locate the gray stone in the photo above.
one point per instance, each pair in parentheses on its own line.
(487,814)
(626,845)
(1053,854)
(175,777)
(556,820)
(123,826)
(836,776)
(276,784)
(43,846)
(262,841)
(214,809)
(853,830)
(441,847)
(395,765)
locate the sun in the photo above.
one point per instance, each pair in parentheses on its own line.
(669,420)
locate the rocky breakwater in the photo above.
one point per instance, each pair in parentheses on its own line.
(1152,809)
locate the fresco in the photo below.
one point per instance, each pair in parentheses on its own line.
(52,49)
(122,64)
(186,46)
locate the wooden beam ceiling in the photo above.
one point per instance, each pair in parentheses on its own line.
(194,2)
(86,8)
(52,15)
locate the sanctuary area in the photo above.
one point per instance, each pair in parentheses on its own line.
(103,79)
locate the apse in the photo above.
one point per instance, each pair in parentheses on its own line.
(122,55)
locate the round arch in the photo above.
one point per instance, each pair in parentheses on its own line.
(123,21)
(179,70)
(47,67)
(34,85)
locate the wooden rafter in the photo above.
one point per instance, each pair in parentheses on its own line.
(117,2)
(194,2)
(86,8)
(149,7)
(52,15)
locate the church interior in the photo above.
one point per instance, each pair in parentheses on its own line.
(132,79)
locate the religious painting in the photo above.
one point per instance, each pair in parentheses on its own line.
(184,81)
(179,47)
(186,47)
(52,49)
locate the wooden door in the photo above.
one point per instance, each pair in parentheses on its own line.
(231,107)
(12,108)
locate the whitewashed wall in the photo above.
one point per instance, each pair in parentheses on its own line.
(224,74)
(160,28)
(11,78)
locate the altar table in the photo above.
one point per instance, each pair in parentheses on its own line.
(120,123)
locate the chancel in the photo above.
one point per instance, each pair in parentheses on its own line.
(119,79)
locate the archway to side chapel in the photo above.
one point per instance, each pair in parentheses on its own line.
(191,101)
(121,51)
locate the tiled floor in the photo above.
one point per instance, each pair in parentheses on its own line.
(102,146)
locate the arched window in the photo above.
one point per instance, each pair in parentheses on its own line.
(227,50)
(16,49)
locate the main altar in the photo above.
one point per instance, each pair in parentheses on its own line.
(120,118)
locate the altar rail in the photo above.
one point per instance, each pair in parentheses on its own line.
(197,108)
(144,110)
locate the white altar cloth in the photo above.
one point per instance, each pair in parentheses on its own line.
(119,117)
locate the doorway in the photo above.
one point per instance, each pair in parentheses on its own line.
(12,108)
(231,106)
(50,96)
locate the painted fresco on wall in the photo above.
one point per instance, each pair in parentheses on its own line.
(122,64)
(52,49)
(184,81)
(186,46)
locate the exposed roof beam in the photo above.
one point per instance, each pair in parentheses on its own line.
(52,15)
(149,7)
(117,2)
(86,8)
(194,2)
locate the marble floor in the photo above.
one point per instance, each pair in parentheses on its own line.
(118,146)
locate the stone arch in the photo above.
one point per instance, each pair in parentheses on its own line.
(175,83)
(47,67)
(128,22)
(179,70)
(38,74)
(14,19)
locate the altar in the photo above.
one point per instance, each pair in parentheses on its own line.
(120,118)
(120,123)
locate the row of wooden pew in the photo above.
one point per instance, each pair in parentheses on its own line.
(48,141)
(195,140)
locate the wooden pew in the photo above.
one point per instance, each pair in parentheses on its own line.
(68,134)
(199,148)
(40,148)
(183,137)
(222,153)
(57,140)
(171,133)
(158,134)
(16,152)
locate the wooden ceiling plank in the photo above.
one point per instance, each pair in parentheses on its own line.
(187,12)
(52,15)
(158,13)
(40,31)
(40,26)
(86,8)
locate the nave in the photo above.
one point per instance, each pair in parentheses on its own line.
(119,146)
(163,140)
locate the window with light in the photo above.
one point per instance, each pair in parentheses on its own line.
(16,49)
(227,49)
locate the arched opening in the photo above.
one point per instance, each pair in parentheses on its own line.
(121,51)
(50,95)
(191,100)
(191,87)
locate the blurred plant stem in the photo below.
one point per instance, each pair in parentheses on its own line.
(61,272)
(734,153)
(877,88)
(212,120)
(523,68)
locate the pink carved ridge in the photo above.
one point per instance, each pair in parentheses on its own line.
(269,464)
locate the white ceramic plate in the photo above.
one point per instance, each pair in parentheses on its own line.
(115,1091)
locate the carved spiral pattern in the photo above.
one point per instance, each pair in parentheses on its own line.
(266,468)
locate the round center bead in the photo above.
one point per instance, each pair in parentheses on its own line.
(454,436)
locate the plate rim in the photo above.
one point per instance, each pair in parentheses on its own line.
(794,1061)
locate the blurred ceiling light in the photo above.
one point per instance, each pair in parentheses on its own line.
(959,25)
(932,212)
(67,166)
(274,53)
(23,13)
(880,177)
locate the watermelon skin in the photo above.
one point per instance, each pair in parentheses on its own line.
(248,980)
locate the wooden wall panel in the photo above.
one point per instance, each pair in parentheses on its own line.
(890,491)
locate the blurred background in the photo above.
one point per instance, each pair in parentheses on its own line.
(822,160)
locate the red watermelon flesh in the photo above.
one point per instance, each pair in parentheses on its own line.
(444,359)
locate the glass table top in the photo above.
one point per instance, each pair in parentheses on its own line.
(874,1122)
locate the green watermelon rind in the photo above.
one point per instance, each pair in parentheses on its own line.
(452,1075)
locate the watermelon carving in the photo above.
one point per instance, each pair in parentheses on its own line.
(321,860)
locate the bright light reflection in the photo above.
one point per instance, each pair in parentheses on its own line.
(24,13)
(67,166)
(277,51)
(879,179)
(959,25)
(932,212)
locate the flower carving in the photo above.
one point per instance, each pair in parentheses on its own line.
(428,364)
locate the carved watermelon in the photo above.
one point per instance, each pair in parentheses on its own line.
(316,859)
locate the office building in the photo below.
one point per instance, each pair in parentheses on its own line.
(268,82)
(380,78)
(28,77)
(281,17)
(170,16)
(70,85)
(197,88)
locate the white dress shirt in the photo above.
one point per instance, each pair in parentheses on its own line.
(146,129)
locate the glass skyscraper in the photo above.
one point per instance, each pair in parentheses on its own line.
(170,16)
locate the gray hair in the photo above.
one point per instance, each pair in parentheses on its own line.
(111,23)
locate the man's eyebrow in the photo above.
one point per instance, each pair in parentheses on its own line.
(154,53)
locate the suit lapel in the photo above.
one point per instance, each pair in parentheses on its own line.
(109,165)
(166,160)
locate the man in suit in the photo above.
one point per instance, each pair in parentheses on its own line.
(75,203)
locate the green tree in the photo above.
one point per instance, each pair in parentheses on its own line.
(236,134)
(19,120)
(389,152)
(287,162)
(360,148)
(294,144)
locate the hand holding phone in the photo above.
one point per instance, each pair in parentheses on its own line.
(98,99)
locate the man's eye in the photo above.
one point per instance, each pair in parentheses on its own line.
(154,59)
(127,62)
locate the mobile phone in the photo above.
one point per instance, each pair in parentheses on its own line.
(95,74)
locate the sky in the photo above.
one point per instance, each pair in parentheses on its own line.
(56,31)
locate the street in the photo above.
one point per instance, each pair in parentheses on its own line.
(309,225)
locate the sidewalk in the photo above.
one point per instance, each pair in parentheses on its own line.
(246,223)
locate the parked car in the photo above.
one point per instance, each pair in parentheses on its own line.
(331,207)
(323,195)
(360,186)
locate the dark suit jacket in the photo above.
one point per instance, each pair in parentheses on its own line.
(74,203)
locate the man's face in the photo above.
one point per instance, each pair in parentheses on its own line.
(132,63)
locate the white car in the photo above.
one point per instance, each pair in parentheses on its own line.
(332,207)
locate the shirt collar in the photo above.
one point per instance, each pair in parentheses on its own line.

■ **WHAT IS EXPECTED**
All of the entries should be written out again exactly.

■ **RESPONSE**
locate the gray stone in the photo above.
one point per instance, each pair in parentheses on its own line.
(487,814)
(626,845)
(1053,854)
(175,777)
(556,820)
(123,826)
(836,776)
(276,784)
(43,846)
(262,841)
(214,809)
(853,830)
(441,847)
(395,765)
locate the sun in the photo above.
one point per instance, each pair in parentheses on its own line.
(669,420)
locate the rocky breakwater in the photo above.
one point per instance, each pair in parentheses on its own line.
(1152,809)
locate the fresco in the photo below.
one point per instance, each pair in parentheses on its own line.
(52,49)
(122,64)
(186,46)
locate the wooden beam ceiling in the photo above.
one point per instance, each pair in parentheses on its own line.
(194,2)
(86,8)
(52,15)
locate the sanctuary area in the photo above.
one point per instance, each pair in parentheses on its own line.
(103,79)
locate the apse in the photo above.
one point per instance, each pair in parentheses on its own line.
(122,55)
locate the round arch in the photo above.
one point per instance, each pair in parentheses on its own line.
(123,21)
(179,70)
(47,67)
(34,85)
locate the wooden rafter in the photo above.
one point per instance, each pair in parentheses on its own line.
(117,2)
(194,2)
(86,8)
(149,7)
(52,15)
locate the church interior in the photo above.
one point per instance, each pair in parentheses on its own line.
(132,79)
locate the religious painting in the photo above.
one point per instance, each pair in parentheses on its own line.
(184,81)
(179,47)
(186,47)
(52,49)
locate the wooden door in the photo above.
one point per instance, each pair in parentheses on its own line.
(231,107)
(12,108)
locate the whitewashed wall in the photo above.
one point per instance, each pair in parentheses on its own line.
(224,74)
(160,28)
(11,78)
locate the altar table in the photo above.
one point per instance, each pair in parentheses on its own line.
(120,123)
locate the chancel in the photo above.
one point per instance, each pair in parentheses on its own line.
(119,79)
locate the archway to side chapel in the photo above.
one point per instance, each pair in parentheses on its own line.
(191,101)
(121,51)
locate the tiled floor in the photo above.
one point per instance, each pair in parentheses on its own line.
(102,146)
locate the arched window in the photo above.
one point per instance, each pair in parentheses on its own line.
(227,50)
(16,49)
locate the main altar in the photo above.
one point per instance, each pair in parentheses on its own line.
(120,118)
locate the altar rail in the photo above.
one point per instance, each pair in parentheses on its own line.
(197,108)
(144,110)
locate the white altar cloth in the photo above.
one point per instance, each pair in parentheses on its own line.
(119,117)
locate the doorway in the photo above.
one point per instance, each pair in parentheses on its own line.
(12,108)
(231,106)
(50,96)
locate the painted fresco on wall in the photo above.
one point per instance, each pair in parentheses on its own line.
(122,64)
(52,49)
(184,81)
(186,46)
locate the exposed roof beam in the photo above.
one point per instance, each pair in parentheses on its own line.
(52,15)
(149,7)
(117,2)
(86,8)
(194,2)
locate the marble floor in the photo above.
one point per instance, each pair in parentheses on its own line.
(118,146)
locate the stone arch in the photo above.
one point per instance, each pair in parentheses on its own line.
(175,83)
(47,67)
(128,22)
(179,70)
(38,74)
(14,19)
locate the altar in the photo above.
one point per instance, each pair in parentheses on its own line.
(120,118)
(120,123)
locate the row of wooden pew in the photo above.
one point per instance, each pair in parentheses on its own line.
(48,141)
(195,140)
locate the wooden pew in the photo above.
one point per instance, each pair in parentheses on its own line.
(68,134)
(199,148)
(40,148)
(183,137)
(222,153)
(57,140)
(171,133)
(158,134)
(16,152)
locate the wooden ceiling plank in the photo above.
one point per instance, each pair in parentheses on its own line.
(187,12)
(52,15)
(158,13)
(40,31)
(40,26)
(86,8)
locate the nave in the photo above.
one point per instance, each pair in parentheses on its own line.
(119,146)
(163,140)
locate the window with light in the photo above.
one point per instance, each pair in parentheses on its own line.
(16,49)
(227,49)
locate the arched opening in the photo above.
one point per instance, each pair in parentheses on its own line.
(121,51)
(50,95)
(191,100)
(191,87)
locate the blurred plant stem in the photo below.
one point per instance, each pair in parentheses on its own line.
(61,272)
(734,153)
(877,88)
(212,120)
(523,68)
locate the pink carved ridge in the photo above.
one point per instance, each pair in parentheses on its own line.
(269,464)
locate the white ceramic plate in the photo above.
one point per instance, each pair in parentheses on its own line.
(115,1091)
locate the carved spiral pattern in the photo above.
one point per instance, each pair in parentheses on its own line.
(266,468)
locate the round center bead in the photo above.
one point per instance, each pair in parentheses on its own line.
(454,436)
locate the plate rim in the photo above.
one point per instance, each pair in parentheses on its own line.
(794,1061)
locate the blurred ceiling light in the photo above.
one point per instance, each pair in parentheses on its own line.
(959,25)
(932,212)
(67,166)
(274,53)
(23,13)
(880,177)
locate the watermelon skin in the photo above.
one point per instance, each pair in parentheses on its own line.
(248,980)
locate the wooden wall panel in the photo above.
one point per instance, each pair in parentheses on its own line.
(890,491)
locate the blurred background in the photo above.
one point per instance, each pair in parentheses on its own line.
(822,160)
locate the red watermelon flesh in the photo above.
one point per instance, each pair in parentheses on its own line.
(444,359)
locate the glass table top in the photo above.
one point per instance, each pair in parentheses on its own line.
(874,1122)
locate the green watermelon rind in the photo above.
one point per instance, each pair in parentheses on its own line.
(452,1075)
locate the watermelon carving in the photo above.
one point per instance, each pair in parentheses on its own line.
(321,860)
locate the bright light reflection in the photo above.
one point per instance, each pair in parentheses on its own line.
(24,13)
(67,166)
(277,51)
(879,179)
(959,25)
(932,212)
locate the flower carving in the photo above.
one point per instance, each pair in parentheses on its own line.
(428,364)
locate the carved watermelon in the photo above.
one point per instance, each pair in parentheses on its own line.
(316,859)
locate the office building in the photo below.
one point per instance, each pair in parentheses on its own line.
(268,82)
(380,78)
(28,77)
(281,17)
(170,16)
(70,85)
(197,88)
locate the white dress shirt in the photo above.
one point per instance, each pair in parentheses on its own line.
(146,129)
locate the glass skyscraper in the photo above.
one point per instance, each pair in parentheses on its own line.
(170,16)
locate the gray hair in the photo above.
one point per instance, each pair in parentheses on its own line.
(111,23)
locate the man's eyebrow in the photo above.
one point per instance, each pair in parentheses on its own line.
(154,53)
locate the suit lapel in the photo above.
one point per instance, each pair in parentheses on its own line.
(109,165)
(166,160)
locate the man in suit in the photo above.
one point per instance, each pair in parentheses on its own line.
(75,203)
locate the green tree in the photo above.
one point per instance, each pair in parentheses on its own line.
(236,134)
(19,120)
(389,152)
(287,162)
(360,148)
(294,144)
locate the hand holding phone in the photo above.
one point per instance, each pair in parentheses on its own line.
(98,99)
locate the man's eye in the photo above.
one point per instance, each pair in parentheses on its own line.
(154,59)
(127,62)
locate the mobile phone in the photo above.
one point per instance, each pair in parentheses on its own line.
(95,74)
locate the sky in the photo above.
one point per instance, each pair in parentheses on its own line.
(56,31)
locate the street in the photo above.
one point per instance, each pair in parentheses on its own line.
(309,225)
locate the sidewalk in the photo above.
one point per instance, each pair in parentheses on its own line.
(246,223)
locate the parked car in the photo above.
one point per instance, each pair in parentheses on its own line.
(331,207)
(323,195)
(360,186)
locate the dark suit jacket in the photo above.
one point per instance, each pair in parentheses on its own line.
(74,203)
locate the man's face in the photo above.
one point per instance, each pair in parentheses on its own line.
(132,63)
locate the white car in the photo above.
one point per instance, each pair in parentheses on its own line.
(332,207)
locate the shirt collar in the photo above.
one point per instance, each pair in parentheses on its own line.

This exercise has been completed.